— GOAL OF THE EXERCISE —
Reproduce word for word everything from "Figure ERGs3 shows" down to "value of $p$ ." in the passage below on the largest eigenvalue of randomly-weighted ER graphs.

— EXCERPT TO READ —
-------------------------

In Figs. ERGs2(a) and ERGs2(b) we plot the average largest eigenvalue $\left\langle\lambda_{1}\right\rangle$ of randomly-weighted ER graphs as a function of $p$ and $N$ , respectively. In the inset of Fig. ERGs2(a), we present $\left\langle\lambda_{1}\right\rangle$ as a function of the average degree and observe that it depends solely on it. Moreover, according to Eq. (7), the largest eigenvalue can be expressed as

\lambda_{1}=\sqrt{2\langle k\rangle}.

(8)

The inset of Fig. ERGs2(a) shows that Eq. (8) (dashed black line) provides a good description of the numerical data for $k>2$ , which works even better for $k>10$ (brown dashed line). Fig. ERGs2(b) shows the average largest eigenvalue $\langle\lambda_{1}\rangle$ as a function of the network size $N$ for different values of the connection probability $p$ , as indicated in the legend. Green symbols correspond to higher values of $p$ , while red symbols indicate lower values. We can see that $\langle\lambda_{1}\rangle$ follows a power-law dependence on $N$ . Based on Eq. (8), by substituting the expression for the average degree, we obtain the approximation $\lambda_{1}\approx\sqrt{2Np}$ . This approximation is indicated by dashed lines in the figure, particularly for higher values of $p$ . We observe that this approximation agrees better with the numerical results when $p$ is bigger.

Moreover, we also explore the distribution of $\lambda_{1}$ for different parameter combinations. To ease the comparison of results, we normalize the largest eigenvalue as:

\tilde{\lambda}_{1}=\frac{\lambda_{1}-\langle\lambda_{1}\rangle}{\sigma_{\lambda_{1}}}

(9)

where $\langle\lambda_{1}\rangle$ is the mean value of the largest eigenvalue and $\sigma_{\lambda_{1}}$ its standard deviation.

Figure ERGs3 shows the average variance of the largest eigenvalue $\left\langle\sigma_{\lambda_{1}}\right\rangle$ of randomly-weighted ER graphs as a function of (a) $p$ and (b) $N$ . From Fig. ERGs3(a) we can see that $\left\langle\sigma_{\lambda_{1}}\right\rangle$ is not a simple function of $p$ : For small $p$ it remains almost constant, then decreases as $p$ grows, reaching a minimum, and finally increases with $p$ . As a function of the graph size $N$ , see Fig. ERGs3(b)), $\left\langle\sigma_{\lambda_{1}}\right\rangle$ follows a decreasing power law, where the power law depends on the value of $p$ .

-------------------------

— MATERIAL SHOWN —
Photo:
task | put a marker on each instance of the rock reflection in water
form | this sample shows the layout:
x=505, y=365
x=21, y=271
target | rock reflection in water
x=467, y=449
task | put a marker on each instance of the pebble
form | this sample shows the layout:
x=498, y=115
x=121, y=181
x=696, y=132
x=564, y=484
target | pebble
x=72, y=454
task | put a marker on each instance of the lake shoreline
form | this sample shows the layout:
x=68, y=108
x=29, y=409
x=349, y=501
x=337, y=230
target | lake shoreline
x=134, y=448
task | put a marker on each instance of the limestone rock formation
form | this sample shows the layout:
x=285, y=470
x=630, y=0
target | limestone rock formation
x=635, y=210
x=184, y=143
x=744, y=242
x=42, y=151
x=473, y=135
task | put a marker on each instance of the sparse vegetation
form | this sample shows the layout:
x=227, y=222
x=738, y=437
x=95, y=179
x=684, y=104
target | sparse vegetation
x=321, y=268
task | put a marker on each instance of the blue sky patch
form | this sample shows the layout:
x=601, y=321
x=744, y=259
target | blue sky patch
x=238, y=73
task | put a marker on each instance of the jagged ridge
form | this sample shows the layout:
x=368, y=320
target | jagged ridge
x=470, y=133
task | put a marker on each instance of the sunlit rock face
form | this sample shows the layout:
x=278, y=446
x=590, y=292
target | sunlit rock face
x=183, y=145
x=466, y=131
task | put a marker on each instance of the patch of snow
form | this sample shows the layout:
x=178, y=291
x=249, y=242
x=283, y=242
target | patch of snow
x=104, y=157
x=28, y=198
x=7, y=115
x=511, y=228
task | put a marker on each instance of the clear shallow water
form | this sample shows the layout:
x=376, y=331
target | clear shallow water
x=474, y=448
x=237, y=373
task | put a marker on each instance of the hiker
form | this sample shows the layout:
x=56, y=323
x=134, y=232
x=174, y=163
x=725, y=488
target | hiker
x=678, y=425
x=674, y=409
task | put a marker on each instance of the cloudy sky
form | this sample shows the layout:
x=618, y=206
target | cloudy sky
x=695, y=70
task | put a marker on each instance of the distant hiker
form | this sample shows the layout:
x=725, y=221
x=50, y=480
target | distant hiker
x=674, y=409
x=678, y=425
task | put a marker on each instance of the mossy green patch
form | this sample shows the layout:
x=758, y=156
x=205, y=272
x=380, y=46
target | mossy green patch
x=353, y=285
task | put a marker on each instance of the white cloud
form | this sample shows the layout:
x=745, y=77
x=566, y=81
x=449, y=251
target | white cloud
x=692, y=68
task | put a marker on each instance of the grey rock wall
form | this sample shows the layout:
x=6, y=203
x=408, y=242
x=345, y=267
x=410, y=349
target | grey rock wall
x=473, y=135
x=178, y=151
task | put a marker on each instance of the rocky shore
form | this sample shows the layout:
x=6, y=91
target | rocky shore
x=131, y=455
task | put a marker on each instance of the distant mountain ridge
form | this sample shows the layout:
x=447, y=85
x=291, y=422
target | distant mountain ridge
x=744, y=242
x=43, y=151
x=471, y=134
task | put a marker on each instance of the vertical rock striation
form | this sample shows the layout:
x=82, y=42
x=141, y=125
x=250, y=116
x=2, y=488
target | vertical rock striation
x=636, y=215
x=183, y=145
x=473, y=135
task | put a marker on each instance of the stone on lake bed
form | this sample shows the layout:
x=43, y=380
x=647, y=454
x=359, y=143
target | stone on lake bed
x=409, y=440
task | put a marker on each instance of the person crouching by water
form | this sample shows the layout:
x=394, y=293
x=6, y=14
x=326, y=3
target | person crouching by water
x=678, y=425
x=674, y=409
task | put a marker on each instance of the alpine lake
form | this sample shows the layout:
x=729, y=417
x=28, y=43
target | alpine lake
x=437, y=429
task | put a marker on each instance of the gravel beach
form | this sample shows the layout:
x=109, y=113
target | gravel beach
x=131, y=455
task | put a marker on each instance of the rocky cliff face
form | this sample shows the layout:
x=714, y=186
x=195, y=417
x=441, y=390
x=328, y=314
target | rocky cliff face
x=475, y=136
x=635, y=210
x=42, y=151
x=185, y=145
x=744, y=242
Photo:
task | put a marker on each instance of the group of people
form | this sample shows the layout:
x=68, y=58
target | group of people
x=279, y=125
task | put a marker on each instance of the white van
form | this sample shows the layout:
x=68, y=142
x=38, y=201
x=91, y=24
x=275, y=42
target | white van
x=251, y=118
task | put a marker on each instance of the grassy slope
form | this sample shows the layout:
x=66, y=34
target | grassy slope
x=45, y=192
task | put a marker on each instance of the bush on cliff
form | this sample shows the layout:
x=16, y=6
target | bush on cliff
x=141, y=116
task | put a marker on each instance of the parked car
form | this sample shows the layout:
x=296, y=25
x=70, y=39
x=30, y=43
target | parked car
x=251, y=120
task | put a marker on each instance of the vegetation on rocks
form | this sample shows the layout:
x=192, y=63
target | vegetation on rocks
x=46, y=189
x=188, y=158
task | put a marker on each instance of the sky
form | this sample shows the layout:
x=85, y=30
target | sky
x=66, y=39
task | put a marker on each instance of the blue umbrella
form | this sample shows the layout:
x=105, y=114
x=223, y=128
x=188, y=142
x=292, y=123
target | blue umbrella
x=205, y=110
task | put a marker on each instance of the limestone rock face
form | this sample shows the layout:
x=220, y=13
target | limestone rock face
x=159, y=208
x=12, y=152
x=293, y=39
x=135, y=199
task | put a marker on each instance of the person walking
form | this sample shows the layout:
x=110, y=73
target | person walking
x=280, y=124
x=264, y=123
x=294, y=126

-------------------------

— COMPLETE OUTPUT —
Figure ERGs3 shows the average variance of the largest eigenvalue $\left\langle\sigma_{\lambda_{1}}\right\rangle$ of randomly-weighted ER graphs as a function of (a) $p$ and (b) $N$ . From Fig. ERGs3(a) we can see that $\left\langle\sigma_{\lambda_{1}}\right\rangle$ is not a simple function of $p$ : For small $p$ it remains almost constant, then decreases as $p$ grows, reaching a minimum, and finally increases with $p$ . As a function of the graph size $N$ , see Fig. ERGs3(b)), $\left\langle\sigma_{\lambda_{1}}\right\rangle$ follows a decreasing power law, where the power law depends on the value of $p$ .